What you return should match every entry, character for character.

## The input

★ ★ ★ ★ ★ ★ ★

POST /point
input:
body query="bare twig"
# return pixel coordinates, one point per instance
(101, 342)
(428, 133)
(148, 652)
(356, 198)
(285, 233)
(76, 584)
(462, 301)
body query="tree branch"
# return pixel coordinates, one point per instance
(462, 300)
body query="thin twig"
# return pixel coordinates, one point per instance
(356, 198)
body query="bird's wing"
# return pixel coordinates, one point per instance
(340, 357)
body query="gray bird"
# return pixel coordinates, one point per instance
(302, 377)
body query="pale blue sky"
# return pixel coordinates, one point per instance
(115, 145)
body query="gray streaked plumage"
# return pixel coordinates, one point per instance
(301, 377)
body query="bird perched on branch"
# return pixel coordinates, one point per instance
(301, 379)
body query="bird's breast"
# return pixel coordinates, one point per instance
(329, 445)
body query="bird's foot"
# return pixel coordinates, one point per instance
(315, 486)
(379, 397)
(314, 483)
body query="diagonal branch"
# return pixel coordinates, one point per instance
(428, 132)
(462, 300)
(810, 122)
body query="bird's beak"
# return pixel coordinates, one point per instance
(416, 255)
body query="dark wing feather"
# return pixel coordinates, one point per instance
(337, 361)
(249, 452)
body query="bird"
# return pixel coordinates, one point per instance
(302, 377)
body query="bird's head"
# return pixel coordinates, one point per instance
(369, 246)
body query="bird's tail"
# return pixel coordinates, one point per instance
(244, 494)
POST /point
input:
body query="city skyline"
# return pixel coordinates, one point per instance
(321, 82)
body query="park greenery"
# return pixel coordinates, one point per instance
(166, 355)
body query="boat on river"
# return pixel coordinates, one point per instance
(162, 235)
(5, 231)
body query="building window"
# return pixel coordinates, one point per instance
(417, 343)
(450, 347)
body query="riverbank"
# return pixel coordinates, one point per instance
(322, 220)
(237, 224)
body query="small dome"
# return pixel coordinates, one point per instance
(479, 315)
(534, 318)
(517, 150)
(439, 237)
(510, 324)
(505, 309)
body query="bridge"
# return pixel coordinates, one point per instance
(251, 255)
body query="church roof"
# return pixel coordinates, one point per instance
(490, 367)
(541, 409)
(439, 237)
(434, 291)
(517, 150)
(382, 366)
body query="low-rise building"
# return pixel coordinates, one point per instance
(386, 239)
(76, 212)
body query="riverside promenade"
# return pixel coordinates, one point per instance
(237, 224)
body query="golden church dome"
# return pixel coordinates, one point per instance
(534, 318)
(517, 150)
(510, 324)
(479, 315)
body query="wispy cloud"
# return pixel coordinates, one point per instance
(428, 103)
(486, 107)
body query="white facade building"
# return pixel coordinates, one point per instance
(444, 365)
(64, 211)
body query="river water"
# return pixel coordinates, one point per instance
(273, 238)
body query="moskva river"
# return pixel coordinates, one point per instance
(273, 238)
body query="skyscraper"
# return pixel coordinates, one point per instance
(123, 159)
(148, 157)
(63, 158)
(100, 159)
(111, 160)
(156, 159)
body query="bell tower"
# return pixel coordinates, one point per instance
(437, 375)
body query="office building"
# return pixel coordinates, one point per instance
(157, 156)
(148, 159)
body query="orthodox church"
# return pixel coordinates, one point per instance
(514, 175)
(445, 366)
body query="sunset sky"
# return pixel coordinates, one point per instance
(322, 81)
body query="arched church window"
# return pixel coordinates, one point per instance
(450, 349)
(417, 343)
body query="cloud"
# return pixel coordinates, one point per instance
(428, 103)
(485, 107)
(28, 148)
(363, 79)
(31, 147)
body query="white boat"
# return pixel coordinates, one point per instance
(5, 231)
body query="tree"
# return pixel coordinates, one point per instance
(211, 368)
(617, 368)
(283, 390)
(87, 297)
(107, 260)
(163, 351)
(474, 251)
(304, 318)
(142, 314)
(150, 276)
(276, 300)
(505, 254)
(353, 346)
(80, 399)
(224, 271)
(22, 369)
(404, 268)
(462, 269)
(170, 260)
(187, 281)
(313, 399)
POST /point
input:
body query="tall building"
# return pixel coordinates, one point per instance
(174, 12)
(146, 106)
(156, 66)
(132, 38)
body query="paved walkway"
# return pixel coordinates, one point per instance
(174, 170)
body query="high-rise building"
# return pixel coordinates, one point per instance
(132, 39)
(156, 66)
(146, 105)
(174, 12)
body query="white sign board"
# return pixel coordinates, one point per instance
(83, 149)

★ ★ ★ ★ ★ ★ ★

## Solution to this exercise
POST /point
input:
body query="bare twig"
# return pixel coordinates, one point per instance
(101, 342)
(428, 133)
(148, 652)
(356, 198)
(285, 233)
(76, 584)
(462, 301)
body query="tree branch"
# return pixel coordinates, one point per instance
(462, 300)
body query="thin twig"
# return pixel coordinates, one point per instance
(356, 198)
body query="bird's wing"
# return pixel coordinates, one point per instance
(340, 357)
body query="gray bird"
# return pixel coordinates, one point per instance
(302, 377)
body query="pale blue sky"
# return pixel coordinates, one point per instance
(115, 145)
body query="gray streaked plumage"
# return pixel coordinates, one point per instance
(301, 377)
body query="bird perched on branch"
# return pixel coordinates, one point per instance
(301, 379)
body query="bird's breast"
# return pixel coordinates, one point per instance
(329, 445)
body query="bird's foot"
# return pixel coordinates, one point per instance
(315, 486)
(379, 397)
(314, 483)
body query="diagonal branch"
# return pixel coordinates, one point per instance
(428, 132)
(462, 300)
(810, 122)
body query="bird's beak"
# return pixel coordinates, one point per instance
(416, 255)
body query="dark wing feather"
# return pixel coordinates, one point per instance
(337, 361)
(249, 452)
body query="bird"
# return pixel coordinates, one point per instance
(302, 377)
body query="bird's head"
# return pixel coordinates, one point per instance
(369, 246)
body query="bird's tail"
# return pixel coordinates, one point per instance
(244, 494)
POST /point
input:
body query="city skyline"
# return pixel coordinates, one point per instance
(321, 82)
body query="park greenery"
# return pixel coordinates, one point per instance
(166, 355)
body query="boat on river"
# return pixel coordinates, one point per instance
(162, 235)
(5, 231)
body query="building window"
# return pixel coordinates, one point per instance
(417, 343)
(450, 347)
body query="riverbank"
# return pixel coordinates, one point per instance
(322, 220)
(237, 224)
body query="small dome"
# return pixel coordinates, one point per instance
(479, 315)
(534, 318)
(517, 150)
(439, 237)
(510, 324)
(505, 309)
body query="bridge"
# return pixel coordinates, one point per instance
(251, 255)
body query="church roof"
# return pixel coordinates, one point per instance
(490, 367)
(541, 409)
(439, 237)
(434, 291)
(517, 150)
(382, 366)
body query="low-rise building"
# return pixel coordinates, one point per instance
(386, 239)
(76, 212)
body query="riverside promenade"
# return pixel coordinates, one point per instance
(237, 224)
body query="golden church dome"
# return pixel coordinates, one point per instance
(534, 318)
(517, 150)
(510, 324)
(479, 315)
body query="wispy cloud"
# return pixel coordinates, one point per instance
(428, 103)
(486, 107)
body query="white facade building"
# return pixel coordinates, one point per instance
(444, 365)
(64, 211)
body query="river water"
# return pixel coordinates, one point per instance
(273, 238)
body query="moskva river"
# return pixel coordinates, one point per instance
(273, 238)
body query="skyscraper"
# return pixel coordinates, one point per instance
(123, 159)
(148, 157)
(63, 158)
(100, 159)
(111, 160)
(156, 159)
body query="bell tower"
# return pixel coordinates, one point per instance
(437, 375)
body query="office building"
# return pixel coordinates, one point per instance
(157, 156)
(148, 159)
body query="orthodox church"
# return pixel coordinates, one point per instance
(514, 175)
(445, 366)
body query="sunset sky"
# return pixel coordinates, one point per instance
(322, 81)
body query="arched church window"
# return pixel coordinates, one point per instance
(450, 349)
(417, 343)
body query="cloud"
# return pixel coordinates, one point per instance
(428, 103)
(485, 107)
(28, 148)
(363, 79)
(31, 147)
body query="white boat"
# return pixel coordinates, one point per instance
(5, 231)
body query="tree"
# return pixel coordinates, one point per instance
(211, 368)
(617, 368)
(283, 390)
(87, 297)
(107, 260)
(163, 351)
(474, 251)
(304, 318)
(142, 314)
(150, 276)
(276, 300)
(505, 254)
(353, 346)
(80, 399)
(224, 271)
(22, 369)
(404, 268)
(462, 269)
(170, 260)
(187, 281)
(313, 399)
POST /point
input:
body query="tall building"
# return pixel coordinates, one point per instance
(174, 12)
(146, 106)
(156, 66)
(132, 38)
body query="paved walkway"
# return pixel coordinates, one point per instance
(174, 170)
body query="high-rise building"
# return pixel coordinates, one point per instance
(132, 39)
(156, 66)
(146, 105)
(174, 12)
body query="white sign board"
# return pixel coordinates, one point per instance
(83, 149)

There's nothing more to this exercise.